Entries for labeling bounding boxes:
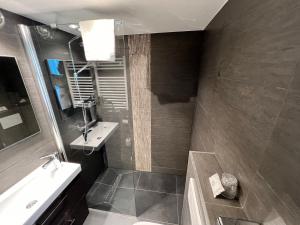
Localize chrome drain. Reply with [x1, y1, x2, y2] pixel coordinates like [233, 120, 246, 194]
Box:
[26, 200, 37, 209]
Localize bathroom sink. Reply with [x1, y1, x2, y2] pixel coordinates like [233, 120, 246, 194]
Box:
[0, 162, 81, 225]
[70, 122, 119, 151]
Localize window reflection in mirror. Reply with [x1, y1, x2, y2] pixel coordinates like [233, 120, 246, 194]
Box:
[0, 56, 40, 150]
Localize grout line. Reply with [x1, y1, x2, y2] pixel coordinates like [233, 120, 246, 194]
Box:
[175, 176, 178, 194]
[176, 195, 179, 224]
[133, 172, 142, 190]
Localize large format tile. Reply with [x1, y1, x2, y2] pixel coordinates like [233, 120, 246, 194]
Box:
[176, 176, 185, 194]
[87, 183, 112, 208]
[118, 171, 140, 189]
[136, 190, 178, 224]
[177, 195, 183, 224]
[112, 188, 136, 216]
[137, 172, 176, 193]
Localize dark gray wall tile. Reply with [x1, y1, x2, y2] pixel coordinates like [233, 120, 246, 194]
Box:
[151, 32, 201, 173]
[191, 0, 300, 224]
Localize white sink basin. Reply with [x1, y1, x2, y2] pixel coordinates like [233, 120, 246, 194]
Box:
[0, 162, 81, 225]
[70, 122, 119, 151]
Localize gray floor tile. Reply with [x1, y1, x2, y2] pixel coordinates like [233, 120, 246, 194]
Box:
[177, 195, 183, 224]
[96, 168, 118, 185]
[87, 183, 112, 208]
[176, 176, 185, 194]
[119, 172, 140, 188]
[137, 172, 176, 193]
[135, 190, 178, 224]
[111, 188, 136, 216]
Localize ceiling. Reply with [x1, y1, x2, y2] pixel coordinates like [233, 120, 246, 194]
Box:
[0, 0, 227, 34]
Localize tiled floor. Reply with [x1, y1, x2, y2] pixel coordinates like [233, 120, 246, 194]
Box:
[83, 209, 170, 225]
[87, 168, 185, 224]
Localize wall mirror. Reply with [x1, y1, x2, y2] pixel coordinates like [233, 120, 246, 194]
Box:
[0, 56, 40, 150]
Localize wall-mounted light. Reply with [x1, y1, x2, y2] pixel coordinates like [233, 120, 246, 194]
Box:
[79, 19, 115, 61]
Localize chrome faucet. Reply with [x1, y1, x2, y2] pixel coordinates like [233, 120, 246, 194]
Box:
[40, 152, 61, 169]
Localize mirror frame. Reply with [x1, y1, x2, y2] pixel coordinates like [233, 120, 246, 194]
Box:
[0, 55, 41, 152]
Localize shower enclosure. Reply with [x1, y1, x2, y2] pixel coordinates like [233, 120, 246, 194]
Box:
[20, 21, 137, 215]
[20, 22, 185, 224]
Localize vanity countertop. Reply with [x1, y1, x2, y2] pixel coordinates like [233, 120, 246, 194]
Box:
[0, 162, 81, 225]
[185, 151, 246, 225]
[70, 122, 119, 151]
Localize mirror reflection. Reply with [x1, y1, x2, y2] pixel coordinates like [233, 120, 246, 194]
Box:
[0, 56, 40, 149]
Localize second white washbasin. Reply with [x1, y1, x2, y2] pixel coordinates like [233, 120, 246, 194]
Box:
[0, 162, 81, 225]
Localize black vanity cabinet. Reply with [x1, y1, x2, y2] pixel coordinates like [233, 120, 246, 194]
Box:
[36, 174, 89, 225]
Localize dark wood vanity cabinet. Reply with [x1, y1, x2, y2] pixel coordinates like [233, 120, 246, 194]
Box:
[36, 174, 89, 225]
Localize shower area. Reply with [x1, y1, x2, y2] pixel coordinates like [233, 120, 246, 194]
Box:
[19, 21, 185, 224]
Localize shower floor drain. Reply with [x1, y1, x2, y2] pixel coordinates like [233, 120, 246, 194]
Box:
[26, 200, 37, 209]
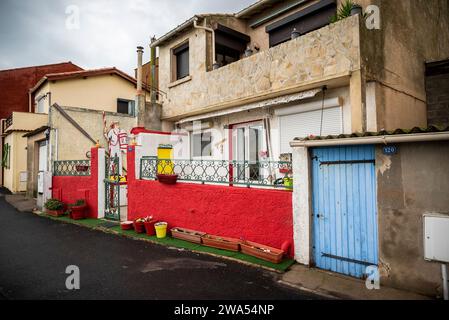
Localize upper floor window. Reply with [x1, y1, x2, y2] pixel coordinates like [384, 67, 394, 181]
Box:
[265, 0, 337, 47]
[173, 42, 190, 81]
[215, 24, 251, 67]
[36, 96, 47, 113]
[117, 99, 135, 116]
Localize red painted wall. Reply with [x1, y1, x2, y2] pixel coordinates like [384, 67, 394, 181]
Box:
[52, 148, 98, 218]
[0, 62, 83, 119]
[128, 149, 293, 256]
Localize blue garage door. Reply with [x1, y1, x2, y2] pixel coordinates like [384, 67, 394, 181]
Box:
[312, 146, 378, 278]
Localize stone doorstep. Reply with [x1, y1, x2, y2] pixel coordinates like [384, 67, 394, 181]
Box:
[279, 264, 430, 300]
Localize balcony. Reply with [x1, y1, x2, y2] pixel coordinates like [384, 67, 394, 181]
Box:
[161, 16, 361, 120]
[140, 157, 292, 189]
[2, 112, 48, 134]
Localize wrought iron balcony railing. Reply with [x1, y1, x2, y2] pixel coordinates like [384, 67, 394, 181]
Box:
[53, 160, 90, 176]
[140, 157, 292, 188]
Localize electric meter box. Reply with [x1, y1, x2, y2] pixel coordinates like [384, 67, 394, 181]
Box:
[424, 214, 449, 263]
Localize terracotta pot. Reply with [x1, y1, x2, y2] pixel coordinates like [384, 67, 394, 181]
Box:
[144, 220, 156, 236]
[45, 209, 64, 217]
[133, 221, 145, 233]
[171, 228, 206, 244]
[70, 206, 87, 220]
[240, 241, 284, 263]
[157, 174, 178, 185]
[202, 234, 241, 252]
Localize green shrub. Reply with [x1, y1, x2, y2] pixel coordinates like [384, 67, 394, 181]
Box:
[44, 199, 64, 210]
[330, 0, 358, 23]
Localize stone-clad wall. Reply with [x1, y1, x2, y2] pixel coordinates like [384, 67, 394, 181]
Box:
[160, 16, 360, 118]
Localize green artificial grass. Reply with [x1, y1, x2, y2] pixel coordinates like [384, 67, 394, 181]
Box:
[45, 215, 295, 272]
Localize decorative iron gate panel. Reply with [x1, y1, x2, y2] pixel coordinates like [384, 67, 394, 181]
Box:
[312, 146, 378, 278]
[104, 157, 120, 221]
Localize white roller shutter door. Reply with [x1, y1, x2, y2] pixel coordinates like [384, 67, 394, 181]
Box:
[279, 107, 343, 153]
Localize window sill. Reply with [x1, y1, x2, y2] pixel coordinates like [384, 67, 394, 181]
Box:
[168, 76, 192, 89]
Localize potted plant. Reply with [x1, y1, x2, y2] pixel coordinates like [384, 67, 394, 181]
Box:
[70, 199, 87, 220]
[143, 216, 156, 236]
[330, 0, 362, 23]
[133, 218, 145, 233]
[240, 241, 284, 263]
[202, 234, 241, 252]
[44, 199, 64, 217]
[171, 228, 206, 244]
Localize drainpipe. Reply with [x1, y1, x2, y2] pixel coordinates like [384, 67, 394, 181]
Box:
[150, 37, 156, 104]
[136, 47, 145, 127]
[193, 17, 219, 70]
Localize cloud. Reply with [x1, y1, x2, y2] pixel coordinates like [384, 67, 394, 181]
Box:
[0, 0, 254, 74]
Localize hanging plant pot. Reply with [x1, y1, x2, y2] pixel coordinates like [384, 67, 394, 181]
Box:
[157, 174, 178, 185]
[240, 241, 284, 264]
[202, 234, 241, 252]
[171, 228, 206, 244]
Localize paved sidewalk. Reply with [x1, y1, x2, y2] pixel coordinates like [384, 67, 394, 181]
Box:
[0, 197, 321, 300]
[1, 194, 36, 212]
[279, 264, 429, 300]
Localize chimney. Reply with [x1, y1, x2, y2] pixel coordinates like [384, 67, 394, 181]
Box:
[136, 47, 145, 127]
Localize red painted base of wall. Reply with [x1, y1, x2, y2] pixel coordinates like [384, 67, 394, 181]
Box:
[52, 177, 98, 218]
[128, 180, 293, 256]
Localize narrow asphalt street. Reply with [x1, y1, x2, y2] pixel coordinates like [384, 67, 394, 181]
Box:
[0, 195, 319, 300]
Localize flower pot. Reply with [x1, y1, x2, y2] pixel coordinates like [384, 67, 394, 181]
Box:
[70, 206, 86, 220]
[351, 4, 363, 16]
[154, 222, 168, 239]
[144, 221, 156, 236]
[45, 209, 64, 217]
[157, 174, 178, 185]
[120, 221, 134, 230]
[171, 228, 206, 244]
[240, 241, 284, 263]
[133, 221, 145, 233]
[202, 234, 241, 252]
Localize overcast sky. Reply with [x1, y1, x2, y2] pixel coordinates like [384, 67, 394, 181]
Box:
[0, 0, 255, 74]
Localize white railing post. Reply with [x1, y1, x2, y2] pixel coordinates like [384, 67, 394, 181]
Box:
[97, 148, 106, 219]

[GOAL]
Copy word for word the part of the data that opens with the line containing "Localize green shrub." and closes with the line containing "[279, 107, 343, 153]", including both of those lines.

[SOLUTION FOR THIS EXERCISE]
Localize green shrub. Reply with [x1, y1, x2, y2] pixel coordinates like [384, 67, 394, 181]
Box:
[44, 199, 64, 210]
[330, 0, 358, 23]
Localize stone-clad wall. Reply with [x1, y1, x2, y2] pixel coordinates like [384, 67, 394, 181]
Box:
[160, 16, 360, 118]
Localize green artificial grass. Reply with [x1, y1, x2, y2] pixel coordinates like [384, 67, 394, 181]
Box:
[45, 215, 295, 272]
Localize decorative iron gate panel. Reply with [x1, y1, x2, y2] pixel coordinates like [384, 67, 394, 181]
Box:
[312, 146, 378, 278]
[104, 157, 120, 221]
Localize white roller shutter door. Reply with [x1, y1, x2, y2] pixel coordinates like [384, 67, 394, 181]
Box:
[279, 107, 343, 153]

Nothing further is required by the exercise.